• _Source extract_
━━━━━━━━

- Theatrical release poster
- Directed by: Fabio Meira
- Written by: Fabio Meira
- Produced by: Janaina Diniz Guerra Fabio Meira
- Starring: Vera Holtz
- Cinematography: Leonardo Feliciano
- Edited by: Karen Akerman
- Music by: Cesar Camargo Mariano
- Production companies: Roseira Filmes Kinossaurus
- Release date: August 13, 2023 (Gramado);
- Running time: 98 minutes
- Country: Brazil
- Language: Portuguese

= Aunt Virginia =

Aunt Virginia (Portuguese: Tia Virgínia) is a 2023 Brazilian comedy-drama film written, directed and co-produced by Fabio Meira. Starring Vera Holtz. It had its world premiere at the 51st Gramado Film Festival on August 13, 2023, where it competed for the Golden Kikito and was honored with the Kikito Critics Prize for Best Film, Best Actress for Vera Holtz, Best Screenplay, Best Art Direction, Best Sound Design, and an Honorable Mention for Vera Valdez.

== Synopsis ==
Virgínia never married and didn't even have children, her sisters convinced her to leave the life she had to take care of her parents. The film takes place in a single day: the day that Virginia prepares to receive the sisters Vanda and Valquíria, who are traveling to celebrate Christmas.

━━━━━━━━

• _Short task 1_
List every honor the film article says the film received at the 51st Gramado Film Festival.
• _Short task 2_
Rewrite the film article from the words "Aunt Virginia (Portuguese: Tia" through "to celebrate Christmas.", swapping "Christmas" for "New Year's Eve".

• _Entries provided_
━━━━━━━━

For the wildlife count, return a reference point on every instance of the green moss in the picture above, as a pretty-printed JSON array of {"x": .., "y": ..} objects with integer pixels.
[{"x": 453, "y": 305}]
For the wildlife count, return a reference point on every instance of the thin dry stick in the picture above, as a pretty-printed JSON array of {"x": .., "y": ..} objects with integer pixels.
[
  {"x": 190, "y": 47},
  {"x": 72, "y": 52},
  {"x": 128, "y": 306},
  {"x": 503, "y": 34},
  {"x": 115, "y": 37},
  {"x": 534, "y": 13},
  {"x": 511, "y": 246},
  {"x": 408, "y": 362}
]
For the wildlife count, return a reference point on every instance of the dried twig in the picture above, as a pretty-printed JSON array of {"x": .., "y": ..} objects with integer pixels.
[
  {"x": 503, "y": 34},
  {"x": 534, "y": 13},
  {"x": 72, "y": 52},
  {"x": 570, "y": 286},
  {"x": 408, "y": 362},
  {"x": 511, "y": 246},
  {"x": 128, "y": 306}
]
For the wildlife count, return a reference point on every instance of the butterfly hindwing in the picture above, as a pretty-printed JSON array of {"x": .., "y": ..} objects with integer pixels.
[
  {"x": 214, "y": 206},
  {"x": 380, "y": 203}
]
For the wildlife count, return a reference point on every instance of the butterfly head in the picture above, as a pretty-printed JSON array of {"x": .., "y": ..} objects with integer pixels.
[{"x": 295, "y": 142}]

━━━━━━━━

• _Written response 1_
- Kikito Critics Prize for Best Film
- Best Actress for Vera Holtz
- Best Screenplay
- Best Art Direction
- Best Sound Design
- Honorable Mention for Vera Valdez

• _Written response 2_
Aunt Virginia (Portuguese: Tia Virgínia) is a 2023 Brazilian comedy-drama film written, directed and co-produced by Fabio Meira. Starring Vera Holtz. It had its world premiere at the 51st Gramado Film Festival on August 13, 2023, where it competed for the Golden Kikito and was honored with the Kikito Critics Prize for Best Film, Best Actress for Vera Holtz, Best Screenplay, Best Art Direction, Best Sound Design, and an Honorable Mention for Vera Valdez.

== Synopsis ==
Virgínia never married and didn't even have children, her sisters convinced her to leave the life she had to take care of her parents. The film takes place in a single day: the day that Virginia prepares to receive the sisters Vanda and Valquíria, who are traveling to celebrate New Year's Eve.